| Task goal |
Count how many of the lines below contain the string "grass", and reply with that number alone.

* Begin Data shown *

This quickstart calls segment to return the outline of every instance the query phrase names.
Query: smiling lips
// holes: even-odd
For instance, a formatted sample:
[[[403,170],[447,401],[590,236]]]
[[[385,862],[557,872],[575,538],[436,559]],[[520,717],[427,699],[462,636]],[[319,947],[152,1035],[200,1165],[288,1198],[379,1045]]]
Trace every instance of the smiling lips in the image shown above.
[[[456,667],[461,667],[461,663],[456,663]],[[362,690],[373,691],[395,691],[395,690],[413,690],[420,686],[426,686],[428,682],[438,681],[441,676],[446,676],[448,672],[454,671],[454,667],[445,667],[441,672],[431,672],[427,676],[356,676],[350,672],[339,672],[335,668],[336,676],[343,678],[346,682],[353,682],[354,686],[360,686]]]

* End Data shown *
* Begin Data shown *

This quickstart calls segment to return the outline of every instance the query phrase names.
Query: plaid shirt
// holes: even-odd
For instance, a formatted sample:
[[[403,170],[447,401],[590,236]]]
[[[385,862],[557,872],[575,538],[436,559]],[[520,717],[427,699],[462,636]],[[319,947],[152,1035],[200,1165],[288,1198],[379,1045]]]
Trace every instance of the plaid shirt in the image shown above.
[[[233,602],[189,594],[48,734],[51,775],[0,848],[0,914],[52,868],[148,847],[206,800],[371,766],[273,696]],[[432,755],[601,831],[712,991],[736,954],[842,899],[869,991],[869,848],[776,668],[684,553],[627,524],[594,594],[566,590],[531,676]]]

* End Data shown *
* Begin Data shown *

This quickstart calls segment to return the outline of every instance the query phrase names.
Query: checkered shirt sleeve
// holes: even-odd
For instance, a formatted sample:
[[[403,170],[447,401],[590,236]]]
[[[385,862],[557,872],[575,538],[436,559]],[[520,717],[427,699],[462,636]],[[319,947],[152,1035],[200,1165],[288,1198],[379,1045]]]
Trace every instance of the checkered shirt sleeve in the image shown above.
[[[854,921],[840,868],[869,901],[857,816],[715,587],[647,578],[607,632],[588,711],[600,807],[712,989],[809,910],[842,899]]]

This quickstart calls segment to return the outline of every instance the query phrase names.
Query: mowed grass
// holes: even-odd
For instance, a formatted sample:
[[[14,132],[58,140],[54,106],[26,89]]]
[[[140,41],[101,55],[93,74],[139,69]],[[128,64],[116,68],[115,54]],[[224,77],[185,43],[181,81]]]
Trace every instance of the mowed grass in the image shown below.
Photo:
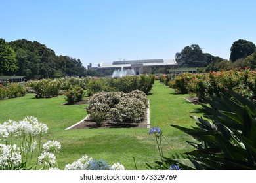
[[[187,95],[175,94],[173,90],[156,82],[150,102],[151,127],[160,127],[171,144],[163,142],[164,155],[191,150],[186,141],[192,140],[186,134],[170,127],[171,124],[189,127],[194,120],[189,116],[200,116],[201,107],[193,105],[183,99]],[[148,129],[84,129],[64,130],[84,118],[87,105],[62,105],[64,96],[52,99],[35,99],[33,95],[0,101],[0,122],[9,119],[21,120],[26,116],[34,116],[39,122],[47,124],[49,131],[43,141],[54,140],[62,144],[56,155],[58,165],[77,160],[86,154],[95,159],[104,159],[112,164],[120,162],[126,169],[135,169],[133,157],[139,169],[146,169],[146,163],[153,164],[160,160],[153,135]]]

* End Data shown *

| Complete output |
2